EXERCISE DESCRIPTION:
Render all of the data below as a JSON list of strings, with one string per line and no entries for blank lines.

GIVEN RECORDS:
-*-*-

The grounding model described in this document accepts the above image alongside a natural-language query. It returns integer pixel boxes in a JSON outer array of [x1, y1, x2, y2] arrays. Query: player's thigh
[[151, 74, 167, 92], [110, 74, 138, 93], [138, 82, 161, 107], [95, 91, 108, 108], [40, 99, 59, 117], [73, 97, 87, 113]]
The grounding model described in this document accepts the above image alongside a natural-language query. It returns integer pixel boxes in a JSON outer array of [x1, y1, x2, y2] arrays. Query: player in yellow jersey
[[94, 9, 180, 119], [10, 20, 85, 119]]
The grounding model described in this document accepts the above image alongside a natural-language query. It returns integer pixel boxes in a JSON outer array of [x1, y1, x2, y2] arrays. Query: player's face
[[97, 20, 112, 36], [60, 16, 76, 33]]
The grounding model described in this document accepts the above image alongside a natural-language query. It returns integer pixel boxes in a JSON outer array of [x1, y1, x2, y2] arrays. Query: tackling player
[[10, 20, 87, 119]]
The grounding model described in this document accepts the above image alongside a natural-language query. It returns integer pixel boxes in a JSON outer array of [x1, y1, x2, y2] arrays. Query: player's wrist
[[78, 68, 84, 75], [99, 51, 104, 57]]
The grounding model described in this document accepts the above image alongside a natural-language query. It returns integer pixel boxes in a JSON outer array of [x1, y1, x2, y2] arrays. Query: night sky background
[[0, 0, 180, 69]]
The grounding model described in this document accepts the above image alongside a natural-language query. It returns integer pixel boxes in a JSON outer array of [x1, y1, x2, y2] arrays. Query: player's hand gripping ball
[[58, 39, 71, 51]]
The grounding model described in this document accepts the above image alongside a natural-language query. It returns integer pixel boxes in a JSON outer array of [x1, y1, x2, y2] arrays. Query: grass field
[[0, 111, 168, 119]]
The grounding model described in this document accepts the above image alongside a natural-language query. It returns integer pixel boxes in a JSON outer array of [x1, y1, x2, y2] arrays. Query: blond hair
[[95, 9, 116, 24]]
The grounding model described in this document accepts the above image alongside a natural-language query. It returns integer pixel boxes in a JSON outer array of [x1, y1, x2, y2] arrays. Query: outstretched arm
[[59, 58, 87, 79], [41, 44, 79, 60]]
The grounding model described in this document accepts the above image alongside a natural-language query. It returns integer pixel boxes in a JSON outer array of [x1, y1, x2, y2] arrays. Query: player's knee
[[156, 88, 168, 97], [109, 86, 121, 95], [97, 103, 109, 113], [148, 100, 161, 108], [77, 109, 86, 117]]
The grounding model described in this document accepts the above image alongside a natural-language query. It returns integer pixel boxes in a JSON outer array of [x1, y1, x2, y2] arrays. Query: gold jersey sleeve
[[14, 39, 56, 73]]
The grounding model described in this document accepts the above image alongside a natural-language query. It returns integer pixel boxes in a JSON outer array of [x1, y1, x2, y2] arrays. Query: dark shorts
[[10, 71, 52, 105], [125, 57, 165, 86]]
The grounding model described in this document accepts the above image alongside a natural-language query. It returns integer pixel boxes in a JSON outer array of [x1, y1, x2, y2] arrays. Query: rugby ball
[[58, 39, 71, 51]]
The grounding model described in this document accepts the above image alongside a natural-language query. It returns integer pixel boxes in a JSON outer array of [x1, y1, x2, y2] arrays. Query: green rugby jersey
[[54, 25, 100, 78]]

-*-*-

FULL ANSWER:
[
  "The grounding model described in this document accepts the above image alongside a natural-language query. It returns integer pixel boxes in a JSON outer array of [x1, y1, x2, y2] arrays. Query: player's thigh",
  "[[151, 74, 167, 92], [110, 74, 138, 93], [138, 82, 161, 107], [95, 91, 108, 108], [40, 99, 59, 117], [73, 97, 87, 113]]",
  "The grounding model described in this document accepts the above image alongside a natural-language query. It returns integer pixel boxes in a JSON outer array of [x1, y1, x2, y2] arrays. Query: player in yellow jersey",
  "[[94, 9, 180, 119], [10, 20, 85, 119]]",
  "The grounding model described in this document accepts the above image alongside a natural-language query. It returns integer pixel boxes in a JSON outer array of [x1, y1, x2, y2] arrays. Query: player's face",
  "[[97, 20, 112, 36], [60, 16, 76, 33]]",
  "The grounding model described in this document accepts the above image alongside a natural-language query. It returns integer pixel boxes in a JSON outer array of [x1, y1, x2, y2] arrays. Query: tackling player",
  "[[10, 20, 87, 119]]",
  "The grounding model described in this document accepts the above image alongside a natural-language query. It returns integer pixel boxes in a JSON outer array of [x1, y1, x2, y2] arrays. Query: player's wrist",
  "[[78, 68, 84, 75], [99, 51, 104, 57]]",
  "The grounding model described in this document accepts the above image alongside a natural-language query. It returns integer pixel boxes in a JSON outer array of [x1, y1, x2, y2] arrays. Query: night sky background",
  "[[0, 0, 180, 69]]",
  "The grounding model described in this document accepts the above image alongside a natural-language query. It returns integer pixel boxes in a JSON outer array of [x1, y1, x2, y2] arrays. Query: player's hand gripping ball",
  "[[58, 39, 71, 51]]",
  "The grounding model described in this document accepts the above image alongside a natural-language query. It returns integer pixel boxes in a JSON outer array of [x1, y1, x2, y2] arrays. Query: grass field",
  "[[0, 111, 168, 119]]",
  "The grounding model described in this document accepts the above image alongside a natural-language query. It returns integer pixel boxes in a JSON outer array of [x1, y1, x2, y2] arrays. Query: blond hair",
  "[[95, 9, 116, 24]]",
  "The grounding model described in this document accepts the above image alongside a natural-language query. It returns integer pixel boxes in a JSON outer array of [x1, y1, x2, y2] arrays. Query: outstretched arm",
  "[[59, 58, 87, 79], [41, 44, 79, 60]]",
  "The grounding model described in this document accepts the above image alongside a natural-language query. It returns integer pixel boxes in a JSON outer array of [x1, y1, x2, y2] arrays. Query: player's knee",
  "[[156, 88, 168, 97], [109, 86, 121, 95], [97, 103, 109, 113], [148, 100, 161, 108], [77, 109, 86, 117]]",
  "The grounding model described in this document accepts the above image alongside a natural-language query. It returns integer pixel boxes in a JSON outer array of [x1, y1, x2, y2] arrays. Query: gold jersey sleeve",
  "[[14, 39, 56, 73]]",
  "The grounding model described in this document accepts the above image alongside a natural-language query. It returns integer pixel boxes in a JSON outer array of [x1, y1, x2, y2] arrays. Query: dark shorts",
  "[[10, 71, 52, 105], [125, 57, 165, 86]]",
  "The grounding model described in this document accepts the above image alongside a natural-language query. It returns integer pixel boxes in a JSON outer array of [x1, y1, x2, y2] arrays. Query: rugby ball",
  "[[58, 39, 71, 51]]",
  "The grounding model described in this document accepts the above image alongside a natural-language query. It returns integer pixel boxes in a JSON outer array of [x1, y1, x2, y2] arrays. Query: green rugby jersey",
  "[[54, 25, 100, 78]]"
]